There are many ways to structure your Dagster project, and it can be difficult to know where to start. In this guide, we will walk you through our recommendations for organizing your Dagster project.

Your initial project structure

When you first scaffold your project using the create-dagster CLI, it looks like the following:

$ create-dagster project my-project
.
└── my-project
├── pyproject.toml
├── src
│   └── my_project
│   ├── __init__.py
│   ├── definitions.py
│   └── defs
│   └── __init__.py
├── tests
│   └── __init__.py
└── uv.lock

This is a great structure as you are first getting started, however, as you begin to introduce more assets, jobs, resources, sensors, and utility code, you may find that your Python files are growing too large to manage.

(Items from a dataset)
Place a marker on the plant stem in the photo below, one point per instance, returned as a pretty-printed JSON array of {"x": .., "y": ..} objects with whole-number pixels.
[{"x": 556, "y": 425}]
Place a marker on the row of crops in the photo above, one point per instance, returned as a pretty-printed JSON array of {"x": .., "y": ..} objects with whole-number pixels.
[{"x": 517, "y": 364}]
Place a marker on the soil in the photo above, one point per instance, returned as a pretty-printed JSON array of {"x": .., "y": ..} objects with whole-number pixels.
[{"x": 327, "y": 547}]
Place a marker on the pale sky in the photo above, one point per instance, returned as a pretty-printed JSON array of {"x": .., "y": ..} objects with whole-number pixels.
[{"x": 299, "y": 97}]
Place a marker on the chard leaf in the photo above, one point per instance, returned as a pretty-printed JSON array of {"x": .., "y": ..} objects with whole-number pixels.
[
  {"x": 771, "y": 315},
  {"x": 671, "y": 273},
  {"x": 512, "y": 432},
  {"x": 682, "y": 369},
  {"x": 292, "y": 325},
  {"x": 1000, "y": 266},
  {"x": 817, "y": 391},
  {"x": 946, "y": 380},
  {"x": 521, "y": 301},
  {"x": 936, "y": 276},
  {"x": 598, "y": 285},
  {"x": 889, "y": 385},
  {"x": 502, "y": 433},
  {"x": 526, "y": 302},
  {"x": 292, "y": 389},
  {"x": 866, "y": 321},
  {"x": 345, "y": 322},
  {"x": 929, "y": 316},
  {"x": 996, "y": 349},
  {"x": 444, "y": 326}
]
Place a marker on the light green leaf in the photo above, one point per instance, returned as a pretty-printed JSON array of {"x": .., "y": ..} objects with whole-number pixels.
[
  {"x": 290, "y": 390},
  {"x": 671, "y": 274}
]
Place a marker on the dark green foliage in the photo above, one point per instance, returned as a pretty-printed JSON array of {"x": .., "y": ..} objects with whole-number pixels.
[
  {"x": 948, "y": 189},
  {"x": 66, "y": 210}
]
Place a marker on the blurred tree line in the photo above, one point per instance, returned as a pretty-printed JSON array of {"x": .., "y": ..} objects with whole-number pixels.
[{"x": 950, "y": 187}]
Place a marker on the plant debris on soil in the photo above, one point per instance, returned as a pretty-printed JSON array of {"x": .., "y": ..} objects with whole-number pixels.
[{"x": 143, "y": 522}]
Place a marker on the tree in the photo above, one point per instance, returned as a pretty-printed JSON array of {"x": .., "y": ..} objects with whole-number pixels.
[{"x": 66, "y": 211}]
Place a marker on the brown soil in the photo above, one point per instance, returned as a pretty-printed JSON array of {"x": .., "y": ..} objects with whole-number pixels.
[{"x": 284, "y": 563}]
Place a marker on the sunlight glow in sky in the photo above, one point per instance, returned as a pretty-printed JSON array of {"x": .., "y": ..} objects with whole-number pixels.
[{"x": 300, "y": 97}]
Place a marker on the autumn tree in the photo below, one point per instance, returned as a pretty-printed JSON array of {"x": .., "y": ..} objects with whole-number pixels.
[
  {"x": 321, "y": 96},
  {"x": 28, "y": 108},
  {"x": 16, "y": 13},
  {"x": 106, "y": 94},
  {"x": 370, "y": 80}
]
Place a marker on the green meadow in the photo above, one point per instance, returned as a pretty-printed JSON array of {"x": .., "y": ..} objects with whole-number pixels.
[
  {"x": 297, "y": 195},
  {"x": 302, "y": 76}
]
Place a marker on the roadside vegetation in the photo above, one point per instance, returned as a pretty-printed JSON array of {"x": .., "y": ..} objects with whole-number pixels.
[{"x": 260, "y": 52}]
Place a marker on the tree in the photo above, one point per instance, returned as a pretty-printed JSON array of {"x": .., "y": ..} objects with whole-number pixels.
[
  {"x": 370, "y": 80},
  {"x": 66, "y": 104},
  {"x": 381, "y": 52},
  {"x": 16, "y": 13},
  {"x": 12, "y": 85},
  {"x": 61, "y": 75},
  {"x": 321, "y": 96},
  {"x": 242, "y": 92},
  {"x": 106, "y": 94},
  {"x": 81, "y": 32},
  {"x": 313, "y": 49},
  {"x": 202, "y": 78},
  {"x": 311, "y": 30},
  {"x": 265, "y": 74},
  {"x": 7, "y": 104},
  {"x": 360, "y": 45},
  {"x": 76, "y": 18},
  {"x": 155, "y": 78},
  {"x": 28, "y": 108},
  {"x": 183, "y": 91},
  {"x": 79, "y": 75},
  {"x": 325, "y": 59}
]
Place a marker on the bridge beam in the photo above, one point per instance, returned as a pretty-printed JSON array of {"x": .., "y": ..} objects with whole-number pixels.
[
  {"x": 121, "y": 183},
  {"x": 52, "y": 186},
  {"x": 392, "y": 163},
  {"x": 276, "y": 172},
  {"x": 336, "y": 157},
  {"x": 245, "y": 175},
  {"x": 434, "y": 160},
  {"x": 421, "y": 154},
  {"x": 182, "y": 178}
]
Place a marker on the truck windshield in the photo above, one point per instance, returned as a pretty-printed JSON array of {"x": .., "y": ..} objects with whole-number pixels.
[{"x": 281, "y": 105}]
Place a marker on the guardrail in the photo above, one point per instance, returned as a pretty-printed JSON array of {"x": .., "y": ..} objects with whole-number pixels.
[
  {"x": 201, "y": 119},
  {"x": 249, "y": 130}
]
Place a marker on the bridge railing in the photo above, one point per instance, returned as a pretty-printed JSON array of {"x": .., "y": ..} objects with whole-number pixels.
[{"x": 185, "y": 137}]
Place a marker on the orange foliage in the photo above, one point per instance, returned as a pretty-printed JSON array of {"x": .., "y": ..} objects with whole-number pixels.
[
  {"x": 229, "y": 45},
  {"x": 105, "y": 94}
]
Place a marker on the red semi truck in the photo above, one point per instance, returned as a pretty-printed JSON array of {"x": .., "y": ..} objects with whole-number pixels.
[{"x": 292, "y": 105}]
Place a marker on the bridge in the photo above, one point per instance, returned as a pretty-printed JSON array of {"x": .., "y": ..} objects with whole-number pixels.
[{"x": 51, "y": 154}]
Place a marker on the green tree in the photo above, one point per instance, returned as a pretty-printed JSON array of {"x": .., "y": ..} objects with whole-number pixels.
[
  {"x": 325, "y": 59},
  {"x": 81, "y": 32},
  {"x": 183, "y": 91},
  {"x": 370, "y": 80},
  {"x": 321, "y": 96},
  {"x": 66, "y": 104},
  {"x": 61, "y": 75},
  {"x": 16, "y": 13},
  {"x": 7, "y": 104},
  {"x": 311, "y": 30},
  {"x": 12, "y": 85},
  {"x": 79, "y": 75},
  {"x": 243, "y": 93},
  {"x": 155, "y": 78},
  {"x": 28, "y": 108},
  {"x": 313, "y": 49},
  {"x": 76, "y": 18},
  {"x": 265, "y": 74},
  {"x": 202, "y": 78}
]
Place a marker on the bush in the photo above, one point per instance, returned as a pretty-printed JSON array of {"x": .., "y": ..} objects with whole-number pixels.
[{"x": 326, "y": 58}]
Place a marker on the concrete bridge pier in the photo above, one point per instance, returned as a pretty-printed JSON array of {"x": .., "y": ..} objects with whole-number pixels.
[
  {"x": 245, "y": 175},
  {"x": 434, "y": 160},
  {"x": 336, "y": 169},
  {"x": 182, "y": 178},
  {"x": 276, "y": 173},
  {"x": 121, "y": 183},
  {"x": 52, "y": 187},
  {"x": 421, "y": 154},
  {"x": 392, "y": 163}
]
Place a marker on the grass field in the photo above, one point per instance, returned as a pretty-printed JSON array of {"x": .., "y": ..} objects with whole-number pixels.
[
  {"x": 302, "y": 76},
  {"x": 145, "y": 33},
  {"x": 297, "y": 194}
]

==

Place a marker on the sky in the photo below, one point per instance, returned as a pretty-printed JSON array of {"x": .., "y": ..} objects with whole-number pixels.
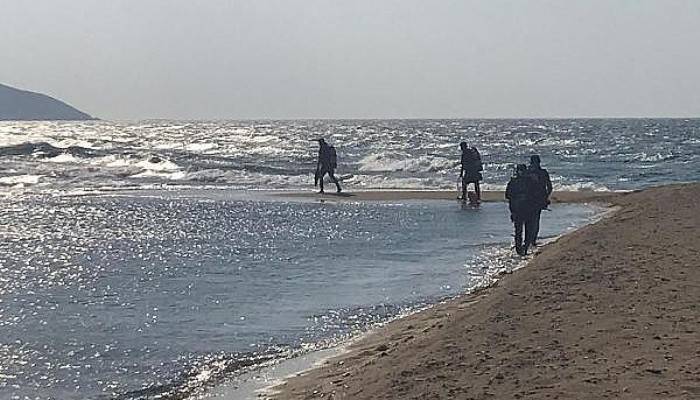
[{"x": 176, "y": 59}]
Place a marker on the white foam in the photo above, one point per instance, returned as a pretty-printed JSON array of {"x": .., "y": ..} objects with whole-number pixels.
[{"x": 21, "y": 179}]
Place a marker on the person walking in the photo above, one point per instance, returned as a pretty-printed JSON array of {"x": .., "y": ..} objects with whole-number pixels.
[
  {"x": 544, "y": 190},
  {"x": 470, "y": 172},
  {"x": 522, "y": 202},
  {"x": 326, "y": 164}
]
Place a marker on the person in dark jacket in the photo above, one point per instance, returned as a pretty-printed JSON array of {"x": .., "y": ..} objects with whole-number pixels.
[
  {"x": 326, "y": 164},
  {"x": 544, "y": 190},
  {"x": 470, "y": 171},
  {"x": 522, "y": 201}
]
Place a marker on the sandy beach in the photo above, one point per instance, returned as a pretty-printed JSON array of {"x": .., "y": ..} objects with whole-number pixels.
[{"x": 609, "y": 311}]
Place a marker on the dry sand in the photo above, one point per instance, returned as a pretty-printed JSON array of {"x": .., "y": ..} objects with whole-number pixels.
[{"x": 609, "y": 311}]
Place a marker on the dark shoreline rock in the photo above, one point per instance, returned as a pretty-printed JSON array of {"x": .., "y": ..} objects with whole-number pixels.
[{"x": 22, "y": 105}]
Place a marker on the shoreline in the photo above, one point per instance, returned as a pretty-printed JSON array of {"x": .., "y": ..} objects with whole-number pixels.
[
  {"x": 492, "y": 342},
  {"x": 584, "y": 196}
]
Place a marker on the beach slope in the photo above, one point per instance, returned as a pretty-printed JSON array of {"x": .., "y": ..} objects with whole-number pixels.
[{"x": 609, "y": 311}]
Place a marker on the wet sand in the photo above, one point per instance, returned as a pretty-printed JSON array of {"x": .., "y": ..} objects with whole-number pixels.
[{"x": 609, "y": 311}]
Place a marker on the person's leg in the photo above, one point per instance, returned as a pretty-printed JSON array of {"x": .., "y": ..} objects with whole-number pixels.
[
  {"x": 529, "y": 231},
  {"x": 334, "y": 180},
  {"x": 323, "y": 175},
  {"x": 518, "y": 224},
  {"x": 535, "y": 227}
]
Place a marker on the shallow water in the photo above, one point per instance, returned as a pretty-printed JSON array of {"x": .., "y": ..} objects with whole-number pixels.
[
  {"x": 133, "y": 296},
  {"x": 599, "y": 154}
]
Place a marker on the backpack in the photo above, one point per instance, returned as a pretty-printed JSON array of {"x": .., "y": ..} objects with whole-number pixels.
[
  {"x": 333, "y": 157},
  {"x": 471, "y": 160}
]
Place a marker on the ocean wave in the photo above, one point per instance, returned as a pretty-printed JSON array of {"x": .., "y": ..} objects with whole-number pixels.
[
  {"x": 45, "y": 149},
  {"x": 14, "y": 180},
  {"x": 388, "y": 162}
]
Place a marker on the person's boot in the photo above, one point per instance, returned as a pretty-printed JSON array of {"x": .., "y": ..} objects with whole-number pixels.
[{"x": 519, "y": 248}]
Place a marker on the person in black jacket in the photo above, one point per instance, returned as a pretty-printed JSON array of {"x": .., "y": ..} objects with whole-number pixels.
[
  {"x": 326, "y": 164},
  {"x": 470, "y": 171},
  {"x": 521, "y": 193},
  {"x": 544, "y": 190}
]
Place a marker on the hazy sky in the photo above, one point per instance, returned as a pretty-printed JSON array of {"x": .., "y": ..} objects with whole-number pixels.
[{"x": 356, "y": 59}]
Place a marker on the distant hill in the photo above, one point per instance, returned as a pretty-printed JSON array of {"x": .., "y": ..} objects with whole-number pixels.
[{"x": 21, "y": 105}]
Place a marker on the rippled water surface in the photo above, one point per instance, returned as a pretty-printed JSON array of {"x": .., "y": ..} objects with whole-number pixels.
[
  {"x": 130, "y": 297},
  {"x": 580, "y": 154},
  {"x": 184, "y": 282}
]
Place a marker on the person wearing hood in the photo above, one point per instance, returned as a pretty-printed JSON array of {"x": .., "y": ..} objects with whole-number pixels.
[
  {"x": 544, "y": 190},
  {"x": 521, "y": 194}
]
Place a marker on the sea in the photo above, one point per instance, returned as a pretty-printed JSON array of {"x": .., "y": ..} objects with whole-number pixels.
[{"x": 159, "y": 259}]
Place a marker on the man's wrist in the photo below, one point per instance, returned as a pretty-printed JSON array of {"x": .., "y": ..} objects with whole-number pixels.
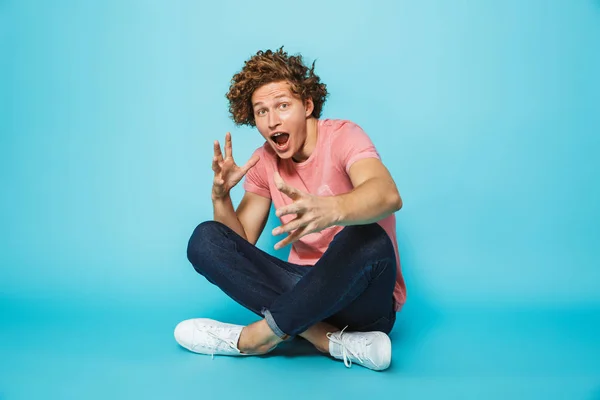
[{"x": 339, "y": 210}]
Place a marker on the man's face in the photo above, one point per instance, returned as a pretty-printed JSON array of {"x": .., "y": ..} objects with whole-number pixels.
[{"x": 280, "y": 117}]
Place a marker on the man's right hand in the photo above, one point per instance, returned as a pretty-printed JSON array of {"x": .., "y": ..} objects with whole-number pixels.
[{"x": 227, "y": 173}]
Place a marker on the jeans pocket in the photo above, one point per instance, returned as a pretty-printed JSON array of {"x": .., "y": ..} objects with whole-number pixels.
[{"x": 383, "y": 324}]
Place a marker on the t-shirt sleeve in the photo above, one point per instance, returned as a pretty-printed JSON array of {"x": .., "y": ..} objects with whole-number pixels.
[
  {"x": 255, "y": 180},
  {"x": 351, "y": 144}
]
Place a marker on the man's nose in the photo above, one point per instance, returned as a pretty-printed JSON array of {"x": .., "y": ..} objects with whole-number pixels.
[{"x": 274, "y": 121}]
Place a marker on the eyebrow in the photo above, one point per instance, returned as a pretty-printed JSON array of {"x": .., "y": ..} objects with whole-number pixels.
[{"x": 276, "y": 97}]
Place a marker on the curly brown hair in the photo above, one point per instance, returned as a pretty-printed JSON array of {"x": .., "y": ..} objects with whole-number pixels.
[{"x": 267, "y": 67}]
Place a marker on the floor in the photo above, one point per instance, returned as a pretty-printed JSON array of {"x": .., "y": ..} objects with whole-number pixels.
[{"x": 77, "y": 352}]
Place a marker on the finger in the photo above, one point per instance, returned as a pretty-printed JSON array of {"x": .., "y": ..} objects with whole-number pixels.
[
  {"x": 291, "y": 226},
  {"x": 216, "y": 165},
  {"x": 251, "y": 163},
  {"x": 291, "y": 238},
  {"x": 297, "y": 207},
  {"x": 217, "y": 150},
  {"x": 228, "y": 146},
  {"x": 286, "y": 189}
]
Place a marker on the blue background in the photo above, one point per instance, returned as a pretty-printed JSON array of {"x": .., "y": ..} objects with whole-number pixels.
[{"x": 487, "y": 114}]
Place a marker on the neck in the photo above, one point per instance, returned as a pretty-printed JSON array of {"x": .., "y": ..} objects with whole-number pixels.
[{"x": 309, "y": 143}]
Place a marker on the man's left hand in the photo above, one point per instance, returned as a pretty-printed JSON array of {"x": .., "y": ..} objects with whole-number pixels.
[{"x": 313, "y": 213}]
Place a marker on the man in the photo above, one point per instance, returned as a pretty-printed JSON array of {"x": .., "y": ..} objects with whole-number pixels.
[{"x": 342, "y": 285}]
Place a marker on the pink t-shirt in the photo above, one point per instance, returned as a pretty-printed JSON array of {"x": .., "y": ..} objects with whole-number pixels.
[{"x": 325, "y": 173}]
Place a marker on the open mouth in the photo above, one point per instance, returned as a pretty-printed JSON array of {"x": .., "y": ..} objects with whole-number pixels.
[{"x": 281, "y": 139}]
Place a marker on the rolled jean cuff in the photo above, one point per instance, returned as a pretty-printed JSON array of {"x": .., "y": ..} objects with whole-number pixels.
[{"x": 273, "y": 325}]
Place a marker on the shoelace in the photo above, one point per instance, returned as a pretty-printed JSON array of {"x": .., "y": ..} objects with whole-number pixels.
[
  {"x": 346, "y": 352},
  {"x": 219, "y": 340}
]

---

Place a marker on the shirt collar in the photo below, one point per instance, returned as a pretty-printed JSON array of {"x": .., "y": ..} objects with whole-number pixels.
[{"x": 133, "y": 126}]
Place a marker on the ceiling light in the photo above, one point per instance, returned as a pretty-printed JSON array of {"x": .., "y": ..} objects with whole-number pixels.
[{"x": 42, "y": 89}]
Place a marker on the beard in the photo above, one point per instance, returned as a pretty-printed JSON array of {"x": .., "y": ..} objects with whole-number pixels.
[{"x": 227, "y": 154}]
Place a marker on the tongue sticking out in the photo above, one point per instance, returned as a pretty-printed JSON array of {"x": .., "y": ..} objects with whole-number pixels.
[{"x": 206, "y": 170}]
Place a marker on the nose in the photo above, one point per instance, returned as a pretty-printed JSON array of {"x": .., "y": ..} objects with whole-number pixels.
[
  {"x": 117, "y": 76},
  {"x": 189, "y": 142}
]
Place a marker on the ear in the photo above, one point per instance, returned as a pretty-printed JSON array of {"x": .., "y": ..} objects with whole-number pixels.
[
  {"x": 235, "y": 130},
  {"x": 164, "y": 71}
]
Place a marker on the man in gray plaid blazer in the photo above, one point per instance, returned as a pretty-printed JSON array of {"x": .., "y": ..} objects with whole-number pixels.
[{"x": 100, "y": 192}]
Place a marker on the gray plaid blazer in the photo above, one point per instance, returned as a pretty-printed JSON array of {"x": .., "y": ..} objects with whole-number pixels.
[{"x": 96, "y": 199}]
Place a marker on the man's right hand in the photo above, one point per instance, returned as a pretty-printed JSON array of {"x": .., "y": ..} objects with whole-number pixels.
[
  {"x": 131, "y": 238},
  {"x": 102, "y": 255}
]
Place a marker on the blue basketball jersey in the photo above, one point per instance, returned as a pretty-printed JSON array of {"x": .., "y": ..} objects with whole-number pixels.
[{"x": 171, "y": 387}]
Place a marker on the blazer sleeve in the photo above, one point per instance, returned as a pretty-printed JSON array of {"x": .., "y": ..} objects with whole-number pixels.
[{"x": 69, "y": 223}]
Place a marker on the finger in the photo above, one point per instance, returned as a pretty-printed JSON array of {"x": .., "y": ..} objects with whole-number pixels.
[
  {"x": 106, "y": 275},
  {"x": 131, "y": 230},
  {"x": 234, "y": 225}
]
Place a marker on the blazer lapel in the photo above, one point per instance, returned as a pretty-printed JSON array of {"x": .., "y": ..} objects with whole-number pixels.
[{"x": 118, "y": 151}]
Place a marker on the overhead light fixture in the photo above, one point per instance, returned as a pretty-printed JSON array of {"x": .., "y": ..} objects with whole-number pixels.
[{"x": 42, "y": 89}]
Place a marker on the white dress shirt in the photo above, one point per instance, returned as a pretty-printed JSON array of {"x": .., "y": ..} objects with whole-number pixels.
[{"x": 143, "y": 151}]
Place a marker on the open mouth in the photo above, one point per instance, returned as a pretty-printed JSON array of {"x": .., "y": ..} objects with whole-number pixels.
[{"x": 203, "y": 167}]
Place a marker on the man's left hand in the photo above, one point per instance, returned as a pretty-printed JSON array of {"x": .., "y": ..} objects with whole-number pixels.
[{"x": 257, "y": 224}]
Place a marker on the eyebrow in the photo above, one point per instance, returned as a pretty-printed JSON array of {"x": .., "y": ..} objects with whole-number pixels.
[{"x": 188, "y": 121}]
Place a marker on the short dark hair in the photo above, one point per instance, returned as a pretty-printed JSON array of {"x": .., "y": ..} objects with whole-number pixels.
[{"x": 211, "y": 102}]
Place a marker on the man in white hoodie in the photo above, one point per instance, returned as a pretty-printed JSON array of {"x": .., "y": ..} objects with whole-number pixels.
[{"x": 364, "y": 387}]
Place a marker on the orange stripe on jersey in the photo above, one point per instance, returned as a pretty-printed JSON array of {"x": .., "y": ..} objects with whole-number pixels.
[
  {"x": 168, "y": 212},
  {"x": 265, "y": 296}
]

» **Direction**
Duplicate a section of the Dagster project structure text, beginning at the words "There are many" and stopping after the words "your Dagster project.".

» **Answer**
There are many ways to structure your Dagster project, and it can be difficult to know where to start. In this guide, we will walk you through our recommendations for organizing your Dagster project.